→ WORK REQUIRED: Reproduce the listing below in full, switching every occurrence of "even-odd fill" to "nonzero fill" and leaving everything else unchanged.
====
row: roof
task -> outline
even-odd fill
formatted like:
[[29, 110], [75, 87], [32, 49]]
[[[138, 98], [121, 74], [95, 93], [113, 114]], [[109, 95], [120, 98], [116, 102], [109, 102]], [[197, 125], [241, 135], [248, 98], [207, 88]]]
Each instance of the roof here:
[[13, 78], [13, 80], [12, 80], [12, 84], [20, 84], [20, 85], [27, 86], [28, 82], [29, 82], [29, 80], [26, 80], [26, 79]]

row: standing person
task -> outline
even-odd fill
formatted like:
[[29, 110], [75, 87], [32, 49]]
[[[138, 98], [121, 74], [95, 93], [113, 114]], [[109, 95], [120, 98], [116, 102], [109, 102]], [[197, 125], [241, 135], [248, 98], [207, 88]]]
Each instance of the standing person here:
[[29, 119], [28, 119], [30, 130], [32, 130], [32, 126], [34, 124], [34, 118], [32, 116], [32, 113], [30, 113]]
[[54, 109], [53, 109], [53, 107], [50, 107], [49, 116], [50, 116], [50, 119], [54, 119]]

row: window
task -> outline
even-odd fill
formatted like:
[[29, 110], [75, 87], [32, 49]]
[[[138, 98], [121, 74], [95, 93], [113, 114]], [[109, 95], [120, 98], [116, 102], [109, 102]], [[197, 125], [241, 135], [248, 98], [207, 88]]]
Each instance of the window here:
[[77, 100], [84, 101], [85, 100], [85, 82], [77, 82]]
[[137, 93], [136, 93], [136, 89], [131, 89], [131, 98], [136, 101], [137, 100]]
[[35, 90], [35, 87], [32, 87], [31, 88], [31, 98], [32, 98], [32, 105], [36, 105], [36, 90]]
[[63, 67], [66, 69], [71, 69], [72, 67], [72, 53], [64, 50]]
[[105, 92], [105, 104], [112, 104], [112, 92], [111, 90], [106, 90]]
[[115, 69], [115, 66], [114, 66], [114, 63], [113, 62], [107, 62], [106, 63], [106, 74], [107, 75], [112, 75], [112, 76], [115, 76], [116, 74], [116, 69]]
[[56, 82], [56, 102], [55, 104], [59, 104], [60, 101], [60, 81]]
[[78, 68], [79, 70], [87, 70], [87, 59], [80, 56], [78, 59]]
====
→ SOLUTION FOR THIS TASK:
row: roof
task -> outline
nonzero fill
formatted like:
[[29, 110], [75, 87], [32, 49]]
[[[138, 98], [121, 74], [95, 93], [113, 114]], [[109, 95], [120, 98], [116, 102], [109, 102]], [[197, 125], [241, 135], [248, 98], [207, 88]]]
Each instance of the roof here:
[[13, 78], [13, 80], [12, 80], [12, 84], [20, 84], [20, 85], [27, 86], [28, 82], [29, 82], [29, 80], [26, 80], [26, 79]]

row: standing person
task -> outline
nonzero fill
formatted like:
[[29, 110], [75, 87], [32, 49]]
[[[138, 98], [121, 74], [95, 93], [113, 114]], [[109, 95], [120, 98], [116, 102], [109, 102]], [[197, 125], [241, 135], [248, 98], [207, 88]]]
Each instance of the standing person here:
[[29, 119], [28, 119], [30, 130], [32, 130], [32, 126], [34, 124], [34, 118], [32, 116], [32, 113], [30, 113]]
[[54, 109], [53, 109], [53, 107], [50, 107], [49, 116], [50, 116], [50, 119], [54, 119]]

row: window
task -> outline
nonzero fill
formatted like:
[[29, 110], [75, 87], [32, 49]]
[[[138, 98], [121, 74], [95, 93], [113, 114]], [[109, 95], [120, 98], [116, 102], [109, 102]], [[197, 125], [241, 135], [248, 98], [207, 88]]]
Each instance of the window here:
[[77, 100], [84, 101], [85, 100], [85, 82], [77, 82]]
[[137, 93], [136, 93], [136, 89], [131, 89], [131, 98], [136, 101], [137, 100]]
[[35, 90], [35, 87], [32, 87], [31, 88], [31, 98], [32, 98], [32, 105], [36, 105], [36, 90]]
[[63, 67], [66, 69], [71, 69], [72, 67], [72, 53], [64, 50]]
[[105, 92], [105, 104], [112, 104], [112, 92], [111, 90], [106, 90]]
[[115, 69], [115, 66], [114, 66], [114, 63], [113, 62], [107, 62], [106, 63], [106, 74], [107, 75], [112, 75], [112, 76], [115, 76], [116, 74], [116, 69]]
[[56, 82], [56, 102], [55, 104], [59, 104], [60, 101], [60, 81]]
[[78, 68], [79, 70], [87, 70], [87, 59], [80, 56], [78, 59]]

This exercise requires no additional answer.